▶ [TASK TO CARRY OUT] Give the records again, word for word.

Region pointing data
****************************************

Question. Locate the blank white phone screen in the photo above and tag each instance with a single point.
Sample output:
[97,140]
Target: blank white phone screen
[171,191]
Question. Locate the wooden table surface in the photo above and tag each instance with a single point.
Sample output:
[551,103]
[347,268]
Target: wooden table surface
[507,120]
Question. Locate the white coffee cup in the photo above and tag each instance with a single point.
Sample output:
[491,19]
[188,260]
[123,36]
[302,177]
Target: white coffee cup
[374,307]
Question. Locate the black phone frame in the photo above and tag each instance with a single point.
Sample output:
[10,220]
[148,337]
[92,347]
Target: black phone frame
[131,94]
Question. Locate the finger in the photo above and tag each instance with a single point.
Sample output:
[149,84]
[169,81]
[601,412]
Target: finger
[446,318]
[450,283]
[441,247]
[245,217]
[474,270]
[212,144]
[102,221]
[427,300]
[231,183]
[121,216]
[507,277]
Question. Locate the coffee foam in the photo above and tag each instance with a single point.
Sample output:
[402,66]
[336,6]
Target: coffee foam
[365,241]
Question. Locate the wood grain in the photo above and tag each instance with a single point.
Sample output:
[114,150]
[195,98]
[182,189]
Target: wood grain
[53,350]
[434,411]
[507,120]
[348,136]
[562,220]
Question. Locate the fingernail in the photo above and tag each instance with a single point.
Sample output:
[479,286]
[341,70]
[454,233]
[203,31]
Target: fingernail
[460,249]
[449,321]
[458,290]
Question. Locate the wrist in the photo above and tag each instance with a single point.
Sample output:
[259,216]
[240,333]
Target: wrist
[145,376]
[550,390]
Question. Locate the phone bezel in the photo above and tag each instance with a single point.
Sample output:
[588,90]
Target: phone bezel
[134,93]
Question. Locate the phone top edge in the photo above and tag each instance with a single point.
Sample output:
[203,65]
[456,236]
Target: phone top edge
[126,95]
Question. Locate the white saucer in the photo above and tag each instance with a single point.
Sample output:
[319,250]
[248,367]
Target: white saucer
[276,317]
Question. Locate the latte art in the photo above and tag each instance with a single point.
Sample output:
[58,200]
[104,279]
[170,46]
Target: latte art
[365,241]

****************************************

▶ [RESPONSE TO THIS TASK]
Question. Locate the blank white phone screen in the photo above and tag each instance with a single point.
Sample output:
[97,140]
Target: blank white phone screen
[171,191]
Question. Locate the wooden table surface in the photo above and tag each instance with a single point.
Sample output:
[551,103]
[347,268]
Target: wooden table surface
[507,120]
Question. Locate the white coffee cup in the photo above and tag each instance with a single point.
Sample output:
[491,19]
[188,260]
[123,36]
[302,177]
Target: white coffee cup
[374,307]
Question. Locate the black phone frame in the photo above and tag each instance with a single point.
Sample output:
[10,220]
[148,337]
[92,347]
Target: black phone frame
[131,94]
Question. Locate the finger in the photo above and tag each instance with a single point.
Sample output:
[149,84]
[169,81]
[601,412]
Target: finger
[446,318]
[450,283]
[441,247]
[245,217]
[474,270]
[212,144]
[102,221]
[427,300]
[231,183]
[121,216]
[507,277]
Question. Locate the coffee foam in the photo above and tag each instance with a single point.
Sample output:
[402,66]
[336,6]
Target: coffee foam
[365,241]
Question. Locate the wood grain in the photo above and tag each instance with a single point.
Sample output:
[114,150]
[195,98]
[182,189]
Target: wood grain
[53,350]
[434,411]
[507,120]
[348,136]
[562,220]
Question. Locate the fingernail in the photo above and tag each instance with a single point.
Sample output:
[479,286]
[341,70]
[454,233]
[203,31]
Target: fingernail
[460,249]
[449,321]
[458,290]
Question. Locate the wrist in the photo above and tag each instance with a single point.
Sample output:
[259,216]
[240,333]
Target: wrist
[145,376]
[550,390]
Question. Locate the phone bezel in the photo above and tag each instance with a single point.
Sample output:
[588,90]
Target: phone bezel
[134,93]
Question. Locate the phone top edge in the photo above and tag each instance with a single point.
Sample output:
[203,65]
[456,236]
Target: phone top edge
[126,95]
Question. Locate the white saucer in the photo above and tag each instance with a single point.
Sample output:
[319,250]
[248,367]
Target: white saucer
[276,317]
Question. Locate the latte art in the photo above and tag each instance with a single point.
Sample output:
[58,200]
[104,279]
[170,46]
Target: latte art
[365,241]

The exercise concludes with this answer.